Data records:

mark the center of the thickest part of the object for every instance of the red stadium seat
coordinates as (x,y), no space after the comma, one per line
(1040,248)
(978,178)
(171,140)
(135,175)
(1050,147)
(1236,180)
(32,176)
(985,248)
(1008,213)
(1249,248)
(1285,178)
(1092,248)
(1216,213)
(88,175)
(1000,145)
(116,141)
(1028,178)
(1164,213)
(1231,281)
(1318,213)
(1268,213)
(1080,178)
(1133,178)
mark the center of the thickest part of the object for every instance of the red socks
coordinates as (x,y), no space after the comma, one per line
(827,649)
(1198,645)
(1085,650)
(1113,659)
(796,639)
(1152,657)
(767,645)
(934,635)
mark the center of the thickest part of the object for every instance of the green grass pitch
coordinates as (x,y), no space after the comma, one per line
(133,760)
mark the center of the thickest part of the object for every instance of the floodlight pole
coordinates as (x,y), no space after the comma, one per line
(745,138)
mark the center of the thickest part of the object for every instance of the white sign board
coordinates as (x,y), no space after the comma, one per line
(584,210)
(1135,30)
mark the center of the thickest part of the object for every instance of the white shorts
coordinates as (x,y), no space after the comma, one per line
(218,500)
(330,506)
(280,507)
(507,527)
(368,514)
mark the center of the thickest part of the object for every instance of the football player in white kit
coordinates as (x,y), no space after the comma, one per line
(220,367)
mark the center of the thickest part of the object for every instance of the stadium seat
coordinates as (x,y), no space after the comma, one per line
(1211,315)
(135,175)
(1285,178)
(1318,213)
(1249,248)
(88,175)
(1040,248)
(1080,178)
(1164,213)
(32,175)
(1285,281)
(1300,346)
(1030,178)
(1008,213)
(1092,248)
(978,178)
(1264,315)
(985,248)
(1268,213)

**WORK TASK**
From the records, copy out each line that includes the string "thickest".

**TASK RESULT**
mark the center of the thickest part of the object for every instance of the red stadium seat
mark the center of the thickest part of the object for every instance of the red socks
mark the center of the thickest part of the object for every instance of the green grass pitch
mark the center of the thickest part of the object for every instance of the floodlight pole
mark the center of the thickest part of the object for every instance of the white sign board
mark the center of the thickest part of the object for every instance of the white shorts
mark the center of the thickest part of the object for every instance of the football player in white kit
mark the center of the thickest part of the object for every instance of the stadium seat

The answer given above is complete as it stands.